**EXTRAIT DU DOCUMENT**
═══

Les débats au Sénat sur le projet de loi immigration se poursuivent. Mardi soir, les sénateurs ont adopté la transformation de l'aide médicale d'État (AME) en aide médicale d'urgence. Mais l'essentiel des discussions tournait autour du maintien ou non de l'article 3, qui prévoit la création d'un titre de séjour pour les métiers en tension.
Croix sur la création de titres de séjour pour les métiers en tension
Deux jours d'âpres débats dans l'hémicycle ont permis à la chambre haute d'imprimer un sérieux tour de vis à la réforme du gouvernement et d'aboutir à un accord en coulisses entre la droite et les centristes sur la mesure la plus crispante, l'article 3. Cette disposition visant à octroyer un titre de séjour d'un an renouvelable aux travailleurs sans-papiers dans des secteurs en pénurie de main d'œuvre sera examinée dès mercredi en fin après-midi, conformément à une réorganisation du calendrier des débats annoncée dans la nuit.

═══

**CONSIGNE A**
Répondez aux questions suivantes d'après l'extrait sur le projet de loi immigration :
(i) En quoi les sénateurs ont-ils transformé l'aide médicale d'État mardi soir ?
(ii) Combien de jours les débats dans l'hémicycle ont-ils duré ?
(iii) Quelle est la durée du titre de séjour prévu par l'article 3 ?
**CONSIGNE B**
Recopiez le passage de l'extrait qui commence par « Les débats au » et se poursuit jusqu'à « métiers en tension. ».
**CONSIGNE C**
Relevez dans l'extrait toutes les mentions d'un jour de la semaine ou d'un moment de la journée.

**LES DONNÉES**
═══

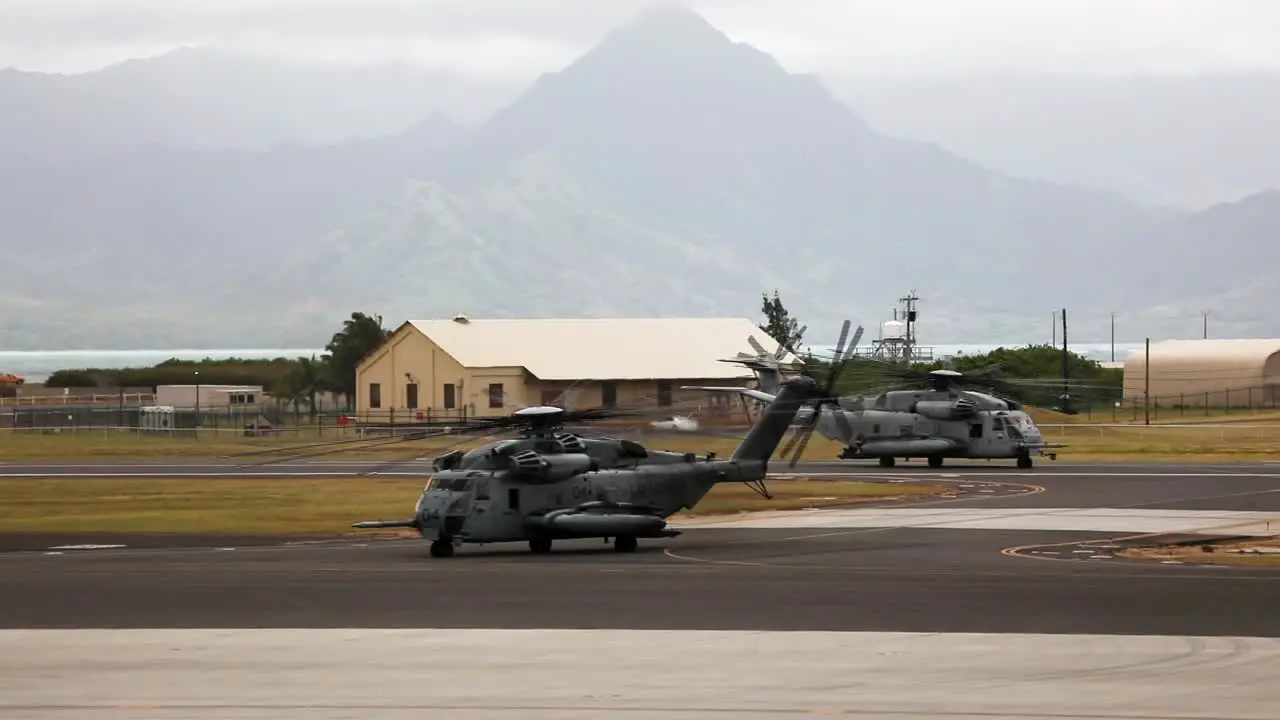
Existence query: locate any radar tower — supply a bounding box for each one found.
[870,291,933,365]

═══

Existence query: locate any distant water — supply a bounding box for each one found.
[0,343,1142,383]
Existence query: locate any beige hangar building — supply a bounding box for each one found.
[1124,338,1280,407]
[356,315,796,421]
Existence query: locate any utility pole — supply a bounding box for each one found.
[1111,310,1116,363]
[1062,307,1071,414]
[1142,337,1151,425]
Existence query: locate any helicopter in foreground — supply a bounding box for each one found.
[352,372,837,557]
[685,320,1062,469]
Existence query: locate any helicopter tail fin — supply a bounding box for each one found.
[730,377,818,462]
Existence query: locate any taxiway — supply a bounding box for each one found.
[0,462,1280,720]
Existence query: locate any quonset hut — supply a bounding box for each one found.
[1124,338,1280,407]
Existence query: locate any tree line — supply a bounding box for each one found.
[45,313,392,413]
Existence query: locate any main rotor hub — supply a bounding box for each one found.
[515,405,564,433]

═══

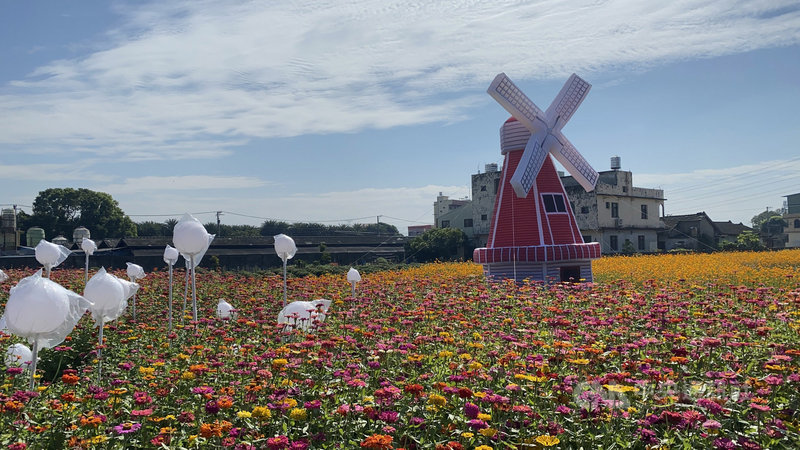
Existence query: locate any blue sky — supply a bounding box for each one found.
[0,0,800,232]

═══

**ZONE DE RÉPONSE A**
(i) En aide médicale d'urgence.
(ii) Deux jours.
(iii) Un an, renouvelable.

**ZONE DE RÉPONSE B**
Les débats au Sénat sur le projet de loi immigration se poursuivent. Mardi soir, les sénateurs ont adopté la transformation de l'aide médicale d'État (AME) en aide médicale d'urgence. Mais l'essentiel des discussions tournait autour du maintien ou non de l'article 3, qui prévoit la création d'un titre de séjour pour les métiers en tension.

**ZONE DE RÉPONSE C**
mardi soir
mercredi en fin après-midi
dans la nuit